▸ **Exercise**
All that is needed is the number of lines in the records that contain the word "window", stated without anything else.

═══ The data ═══

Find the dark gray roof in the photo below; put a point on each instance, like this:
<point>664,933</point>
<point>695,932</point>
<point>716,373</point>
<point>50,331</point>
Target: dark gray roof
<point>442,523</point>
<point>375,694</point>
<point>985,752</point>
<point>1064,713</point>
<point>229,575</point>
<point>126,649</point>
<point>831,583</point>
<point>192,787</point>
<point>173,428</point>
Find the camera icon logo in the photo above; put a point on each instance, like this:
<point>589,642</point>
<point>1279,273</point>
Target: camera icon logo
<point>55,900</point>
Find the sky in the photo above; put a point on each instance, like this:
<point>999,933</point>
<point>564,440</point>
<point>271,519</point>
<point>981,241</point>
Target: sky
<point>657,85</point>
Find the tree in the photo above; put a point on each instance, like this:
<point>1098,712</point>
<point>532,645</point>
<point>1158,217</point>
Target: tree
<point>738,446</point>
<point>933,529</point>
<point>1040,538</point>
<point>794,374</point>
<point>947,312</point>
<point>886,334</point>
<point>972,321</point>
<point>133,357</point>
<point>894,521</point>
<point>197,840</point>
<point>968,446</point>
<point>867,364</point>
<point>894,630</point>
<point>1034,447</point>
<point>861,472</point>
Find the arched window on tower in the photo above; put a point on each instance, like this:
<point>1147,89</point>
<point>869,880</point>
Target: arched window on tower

═══
═══ The data ═══

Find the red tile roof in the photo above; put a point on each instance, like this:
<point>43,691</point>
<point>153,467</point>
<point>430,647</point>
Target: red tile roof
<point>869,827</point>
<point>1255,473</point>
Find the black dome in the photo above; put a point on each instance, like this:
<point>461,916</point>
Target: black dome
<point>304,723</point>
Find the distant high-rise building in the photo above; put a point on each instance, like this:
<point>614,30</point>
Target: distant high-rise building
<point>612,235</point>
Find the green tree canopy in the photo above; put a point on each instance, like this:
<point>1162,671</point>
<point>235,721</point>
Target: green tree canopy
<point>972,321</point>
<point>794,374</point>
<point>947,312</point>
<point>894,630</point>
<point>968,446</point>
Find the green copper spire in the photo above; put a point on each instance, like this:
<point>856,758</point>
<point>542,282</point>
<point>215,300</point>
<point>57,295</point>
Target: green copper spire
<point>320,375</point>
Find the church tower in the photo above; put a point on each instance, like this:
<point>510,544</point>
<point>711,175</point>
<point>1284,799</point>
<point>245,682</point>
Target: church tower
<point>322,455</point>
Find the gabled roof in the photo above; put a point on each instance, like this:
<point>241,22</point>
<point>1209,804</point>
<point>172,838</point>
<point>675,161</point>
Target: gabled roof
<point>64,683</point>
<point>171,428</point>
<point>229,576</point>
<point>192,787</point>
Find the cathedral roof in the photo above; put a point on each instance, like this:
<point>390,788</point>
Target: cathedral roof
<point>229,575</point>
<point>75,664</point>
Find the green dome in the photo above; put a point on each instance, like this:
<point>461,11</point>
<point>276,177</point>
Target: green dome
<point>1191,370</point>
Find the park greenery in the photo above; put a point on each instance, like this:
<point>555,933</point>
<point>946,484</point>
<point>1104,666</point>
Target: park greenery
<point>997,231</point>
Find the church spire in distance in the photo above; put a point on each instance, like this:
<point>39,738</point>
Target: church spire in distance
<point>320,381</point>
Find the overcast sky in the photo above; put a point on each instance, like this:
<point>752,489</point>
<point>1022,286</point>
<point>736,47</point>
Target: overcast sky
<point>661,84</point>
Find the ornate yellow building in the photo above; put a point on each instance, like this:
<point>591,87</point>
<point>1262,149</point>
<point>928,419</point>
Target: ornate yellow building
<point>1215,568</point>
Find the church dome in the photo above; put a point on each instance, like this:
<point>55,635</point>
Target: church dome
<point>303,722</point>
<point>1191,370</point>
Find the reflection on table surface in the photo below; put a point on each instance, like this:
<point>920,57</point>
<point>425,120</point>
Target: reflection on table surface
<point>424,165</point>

═══

▸ **Exercise answer**
2